* 节选文本 *
-- -- --
For M2 gdb is not allowed, so I use parallels with Ubuntu 22.04 ARM64 which can share the documents.

gdb: The x86_64 architecture is required for this software. Error: gdb: An unsatisfied requirement failed this build.

To help you become familiar with gdb, run make qemu-gdb and then fire up gdb in another window (see the gdb bullet on the guidance page). Once you have two windows open, type in the gdb window:

$ make qemu-gdb

Screenshot 2023-10-20 at 12.02.11

make qemu-gdb: 命令通常是用于启动QEMU虚拟机并与GDB (GNU Debugger) 连接以进行调试的命令. 以下是它的主要作用:

  • 启动QEMU虚拟机: make qemu-gdb 命令启动了一个QEMU虚拟机实例. QEMU是一个开源的虚拟化工具, 它可以模拟多种处理器体系结构, 并在模拟环境中运行操作系统和应用程序.
  • 启动GDB调试: 通过运行: make qemu-gdb, 将启用GDB调试模式, 使得QEMU虚拟机处于可调试的状态.
  • 建立GDB连接: 一旦QEMU虚拟机启动, 它将等待GDB连接. 可以使用GDB来连接到虚拟机, 以便执行调试操作, 如断点设置, 变量查看, 但不执行等.
  • 调试目标程序, 通常, make qemu-gdb 命令会与要调试的目标程序先关联.
-- -- --
* 练习目标 *
从最后一句之后接着往下写这段讲 make qemu-gdb 调试的节选。 这些条目在本练习中用不到。

[轮廓标注条目]
-- -- --
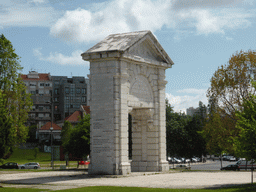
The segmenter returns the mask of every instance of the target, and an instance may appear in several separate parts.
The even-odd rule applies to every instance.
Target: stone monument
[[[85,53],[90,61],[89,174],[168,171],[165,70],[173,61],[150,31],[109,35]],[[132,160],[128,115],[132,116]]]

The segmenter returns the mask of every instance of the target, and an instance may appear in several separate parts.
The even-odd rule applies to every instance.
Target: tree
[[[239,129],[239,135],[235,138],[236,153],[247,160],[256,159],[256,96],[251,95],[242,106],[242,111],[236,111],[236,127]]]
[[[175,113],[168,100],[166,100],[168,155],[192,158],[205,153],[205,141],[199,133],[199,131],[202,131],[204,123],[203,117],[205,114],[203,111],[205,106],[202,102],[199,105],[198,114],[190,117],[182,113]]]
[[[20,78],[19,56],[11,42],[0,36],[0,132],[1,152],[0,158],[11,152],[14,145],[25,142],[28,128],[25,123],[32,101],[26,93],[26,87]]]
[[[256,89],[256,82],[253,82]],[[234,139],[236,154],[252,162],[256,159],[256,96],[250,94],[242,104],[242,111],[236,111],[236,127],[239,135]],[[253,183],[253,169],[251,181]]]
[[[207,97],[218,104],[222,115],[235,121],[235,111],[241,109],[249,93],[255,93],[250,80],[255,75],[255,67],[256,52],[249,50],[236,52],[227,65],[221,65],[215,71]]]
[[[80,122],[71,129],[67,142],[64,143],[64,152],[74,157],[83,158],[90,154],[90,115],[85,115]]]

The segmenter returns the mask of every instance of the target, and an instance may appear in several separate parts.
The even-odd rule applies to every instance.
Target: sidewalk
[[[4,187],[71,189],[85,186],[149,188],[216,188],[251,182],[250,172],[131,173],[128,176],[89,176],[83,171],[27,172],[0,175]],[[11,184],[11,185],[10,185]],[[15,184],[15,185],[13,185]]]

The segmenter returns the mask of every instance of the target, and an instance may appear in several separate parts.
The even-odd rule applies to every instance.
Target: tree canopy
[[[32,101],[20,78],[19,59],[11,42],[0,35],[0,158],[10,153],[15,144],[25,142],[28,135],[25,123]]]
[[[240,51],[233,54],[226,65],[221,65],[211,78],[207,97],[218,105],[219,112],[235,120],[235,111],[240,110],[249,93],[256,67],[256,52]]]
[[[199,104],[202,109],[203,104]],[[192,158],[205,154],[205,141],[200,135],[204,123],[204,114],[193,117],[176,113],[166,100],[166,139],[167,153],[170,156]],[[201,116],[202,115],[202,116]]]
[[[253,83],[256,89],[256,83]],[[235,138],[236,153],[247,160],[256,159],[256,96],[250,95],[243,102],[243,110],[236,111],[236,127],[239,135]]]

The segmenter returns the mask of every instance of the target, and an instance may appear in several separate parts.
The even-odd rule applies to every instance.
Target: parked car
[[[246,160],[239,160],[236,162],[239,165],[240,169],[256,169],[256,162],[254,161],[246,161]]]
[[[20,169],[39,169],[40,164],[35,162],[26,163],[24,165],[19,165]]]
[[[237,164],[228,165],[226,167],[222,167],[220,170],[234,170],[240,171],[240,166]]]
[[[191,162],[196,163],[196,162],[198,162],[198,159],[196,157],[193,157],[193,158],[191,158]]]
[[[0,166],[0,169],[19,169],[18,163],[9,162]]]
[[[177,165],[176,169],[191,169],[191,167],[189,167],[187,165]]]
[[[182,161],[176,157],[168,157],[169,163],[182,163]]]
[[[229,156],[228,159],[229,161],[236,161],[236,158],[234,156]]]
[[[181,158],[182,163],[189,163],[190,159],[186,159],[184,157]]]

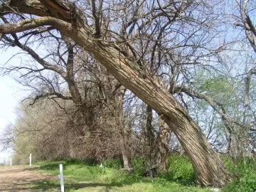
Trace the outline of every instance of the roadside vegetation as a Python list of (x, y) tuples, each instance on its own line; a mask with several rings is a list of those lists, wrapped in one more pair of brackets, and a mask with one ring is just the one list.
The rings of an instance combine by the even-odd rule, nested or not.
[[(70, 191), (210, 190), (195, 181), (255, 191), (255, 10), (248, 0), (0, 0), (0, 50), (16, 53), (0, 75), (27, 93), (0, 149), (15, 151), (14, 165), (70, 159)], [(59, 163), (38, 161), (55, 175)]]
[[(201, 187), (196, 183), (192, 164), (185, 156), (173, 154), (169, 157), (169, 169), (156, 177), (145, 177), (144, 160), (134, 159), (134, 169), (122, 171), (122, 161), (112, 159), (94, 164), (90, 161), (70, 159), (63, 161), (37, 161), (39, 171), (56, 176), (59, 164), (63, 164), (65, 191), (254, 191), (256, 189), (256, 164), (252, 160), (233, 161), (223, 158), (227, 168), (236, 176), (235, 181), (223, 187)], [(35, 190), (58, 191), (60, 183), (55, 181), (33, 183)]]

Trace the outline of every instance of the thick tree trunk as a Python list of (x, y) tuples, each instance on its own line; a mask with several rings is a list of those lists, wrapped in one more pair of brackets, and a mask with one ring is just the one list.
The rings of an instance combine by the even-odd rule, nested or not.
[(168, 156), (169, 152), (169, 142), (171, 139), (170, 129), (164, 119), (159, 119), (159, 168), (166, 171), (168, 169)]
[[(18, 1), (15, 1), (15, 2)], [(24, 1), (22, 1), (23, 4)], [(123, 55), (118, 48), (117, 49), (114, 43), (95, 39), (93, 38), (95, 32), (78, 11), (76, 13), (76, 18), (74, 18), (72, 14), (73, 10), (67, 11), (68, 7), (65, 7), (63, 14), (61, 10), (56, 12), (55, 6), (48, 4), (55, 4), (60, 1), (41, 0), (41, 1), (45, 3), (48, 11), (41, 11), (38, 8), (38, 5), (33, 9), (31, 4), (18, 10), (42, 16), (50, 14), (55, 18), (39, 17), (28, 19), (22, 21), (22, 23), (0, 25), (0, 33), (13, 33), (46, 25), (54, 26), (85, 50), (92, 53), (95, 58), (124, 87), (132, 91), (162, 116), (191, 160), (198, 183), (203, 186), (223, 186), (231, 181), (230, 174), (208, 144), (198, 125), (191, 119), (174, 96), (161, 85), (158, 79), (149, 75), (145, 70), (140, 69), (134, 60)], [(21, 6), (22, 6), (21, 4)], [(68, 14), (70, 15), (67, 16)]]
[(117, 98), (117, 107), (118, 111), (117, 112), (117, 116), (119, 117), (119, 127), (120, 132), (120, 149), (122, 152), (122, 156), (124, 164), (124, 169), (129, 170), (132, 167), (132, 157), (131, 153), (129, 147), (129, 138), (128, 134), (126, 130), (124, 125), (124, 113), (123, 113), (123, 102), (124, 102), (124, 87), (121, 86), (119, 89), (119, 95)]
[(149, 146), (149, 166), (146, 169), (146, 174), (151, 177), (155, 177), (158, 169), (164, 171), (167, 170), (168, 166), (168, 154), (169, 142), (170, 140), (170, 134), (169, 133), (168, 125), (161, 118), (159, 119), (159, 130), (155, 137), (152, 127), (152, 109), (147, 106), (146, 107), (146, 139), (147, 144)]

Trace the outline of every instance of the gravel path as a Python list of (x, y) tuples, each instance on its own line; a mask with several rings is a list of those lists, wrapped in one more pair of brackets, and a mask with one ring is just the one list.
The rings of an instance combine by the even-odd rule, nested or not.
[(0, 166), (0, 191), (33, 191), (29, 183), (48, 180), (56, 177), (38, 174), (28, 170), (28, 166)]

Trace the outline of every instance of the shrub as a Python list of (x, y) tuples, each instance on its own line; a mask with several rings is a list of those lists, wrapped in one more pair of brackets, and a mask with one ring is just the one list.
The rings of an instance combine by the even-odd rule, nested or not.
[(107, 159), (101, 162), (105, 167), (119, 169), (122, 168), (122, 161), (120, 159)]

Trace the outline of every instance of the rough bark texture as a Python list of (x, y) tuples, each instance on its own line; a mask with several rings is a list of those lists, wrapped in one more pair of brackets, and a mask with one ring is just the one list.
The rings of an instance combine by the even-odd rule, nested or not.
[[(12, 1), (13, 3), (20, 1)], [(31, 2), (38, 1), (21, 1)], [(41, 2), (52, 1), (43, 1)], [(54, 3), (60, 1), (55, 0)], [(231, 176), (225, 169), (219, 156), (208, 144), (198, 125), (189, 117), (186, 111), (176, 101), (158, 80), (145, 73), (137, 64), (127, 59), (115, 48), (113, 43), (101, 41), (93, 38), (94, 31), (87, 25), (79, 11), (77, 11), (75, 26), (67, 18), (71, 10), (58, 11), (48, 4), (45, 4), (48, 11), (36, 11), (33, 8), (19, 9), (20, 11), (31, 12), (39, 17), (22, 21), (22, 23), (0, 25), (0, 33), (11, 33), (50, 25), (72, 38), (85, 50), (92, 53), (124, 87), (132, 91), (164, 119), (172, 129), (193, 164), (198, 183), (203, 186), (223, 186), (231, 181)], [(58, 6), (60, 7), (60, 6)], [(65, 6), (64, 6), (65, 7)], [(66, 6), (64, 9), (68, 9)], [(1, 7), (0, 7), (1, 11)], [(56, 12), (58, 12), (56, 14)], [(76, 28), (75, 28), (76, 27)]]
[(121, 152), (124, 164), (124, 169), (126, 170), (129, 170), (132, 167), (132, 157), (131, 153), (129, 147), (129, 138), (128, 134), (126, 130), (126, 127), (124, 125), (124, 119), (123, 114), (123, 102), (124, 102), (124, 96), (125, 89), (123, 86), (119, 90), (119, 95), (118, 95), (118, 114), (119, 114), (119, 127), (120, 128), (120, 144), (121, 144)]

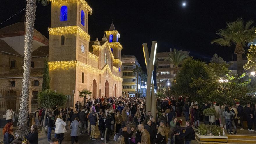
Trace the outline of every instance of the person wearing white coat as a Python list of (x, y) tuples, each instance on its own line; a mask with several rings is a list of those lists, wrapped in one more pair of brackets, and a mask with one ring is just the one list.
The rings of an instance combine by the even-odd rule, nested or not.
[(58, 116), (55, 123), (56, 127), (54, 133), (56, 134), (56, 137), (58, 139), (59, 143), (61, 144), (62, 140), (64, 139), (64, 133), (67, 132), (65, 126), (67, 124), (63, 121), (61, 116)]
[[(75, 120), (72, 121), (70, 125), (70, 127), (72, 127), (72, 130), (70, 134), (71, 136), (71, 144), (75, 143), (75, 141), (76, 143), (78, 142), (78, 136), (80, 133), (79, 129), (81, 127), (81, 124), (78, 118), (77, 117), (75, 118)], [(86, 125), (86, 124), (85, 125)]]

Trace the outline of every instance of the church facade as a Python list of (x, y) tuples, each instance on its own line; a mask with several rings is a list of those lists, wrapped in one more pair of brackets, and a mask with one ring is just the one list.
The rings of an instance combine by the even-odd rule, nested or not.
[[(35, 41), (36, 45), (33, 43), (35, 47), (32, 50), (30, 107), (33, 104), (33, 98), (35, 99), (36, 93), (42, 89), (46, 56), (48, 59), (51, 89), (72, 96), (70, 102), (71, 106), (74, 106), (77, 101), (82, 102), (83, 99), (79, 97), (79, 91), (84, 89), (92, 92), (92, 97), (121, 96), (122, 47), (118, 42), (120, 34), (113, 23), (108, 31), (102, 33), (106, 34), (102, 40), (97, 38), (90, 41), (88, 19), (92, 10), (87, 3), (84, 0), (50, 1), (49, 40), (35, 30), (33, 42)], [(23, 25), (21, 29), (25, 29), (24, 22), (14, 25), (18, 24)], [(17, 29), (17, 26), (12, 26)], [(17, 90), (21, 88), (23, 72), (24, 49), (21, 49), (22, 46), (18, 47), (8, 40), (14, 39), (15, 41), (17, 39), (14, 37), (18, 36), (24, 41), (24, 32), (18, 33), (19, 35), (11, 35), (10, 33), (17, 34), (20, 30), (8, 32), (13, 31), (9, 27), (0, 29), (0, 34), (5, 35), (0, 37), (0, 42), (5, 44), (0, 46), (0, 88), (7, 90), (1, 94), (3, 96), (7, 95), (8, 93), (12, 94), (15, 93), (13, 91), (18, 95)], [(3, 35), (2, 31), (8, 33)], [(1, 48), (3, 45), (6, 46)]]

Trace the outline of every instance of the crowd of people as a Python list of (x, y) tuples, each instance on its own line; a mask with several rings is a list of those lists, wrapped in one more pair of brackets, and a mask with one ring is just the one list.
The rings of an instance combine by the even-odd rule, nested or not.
-- -- --
* 参考答案 *
这时候, 在另一个相同目录下的终端中, 输入 gdb-multiarch -x .gdbinit

gdb-multiarch -x .gdbinit: 这个命令的作用是使用多体系结构(multi-archi) 版本的GDB, 同时执行一个包含GDB命令的脚本文件.gdbinit.:

  • gdb-multiarch:这是GDB的一个命令,表示启动多体系结构版本的GDB。多体系结构版本的GDB支持在不同的CPU架构上进行调试。
  • -x .gdbinit:这是一个选项,指示GDB在启动时执行指定的脚本文件 .gdbinit。脚本文件通常包含GDB命令,这些命令在GDB启动时自动执行,用于配置调试环境、设置断点、查看变量等
$ ls -a
$ cat .gdbinit

.gdbinit: Screenshot 2023-10-20 at 12.59.30

这一系列命令是用于配置GDB(GNU Debugger)以进行RISC-V 64位架构(rv64)的目标程序调试的设置。以下是这些命令的含义:

set confirm off:这个命令将GDB的确认提示设置为关闭。通常,当你执行一些可能影响程序执行的命令时,GDB会要求你确认。通过将确认关闭,可以在不需要确认的情况下执行这些命令。

set architecture riscv:rv64:这个命令设置目标程序的体系结构为RISC-V 64位架构(rv64)。这告诉GDB,将要调试的程序是针对RISC-V 64位架构编译的。

target remote 127.0.0.1:25000:这个命令告诉GDB要连接到本地IP地址 127.0.0.1 和端口号 25000 上的远程调试目标。这通常用于与调试代理或硬件调试器建立连接。这个端口可能不是总是 25000,设置要视情况而定(一般都不需要设定,自动生成)

symbol-file kernel/kernel:这个命令指定了符号文件的路径,该符号文件与要调试的程序相关联。符号文件包含了程序的符号信息,如函数名称、变量名称等,可以帮助GDB更好地理解和调试程序。

set disassemble-next-line auto:这个命令设置GDB在逐行反汇编时自动显示反汇编代码。这使得在单步执行时,GDB会显示每一行的反汇编指令,以便更容易理解程序的执行过程。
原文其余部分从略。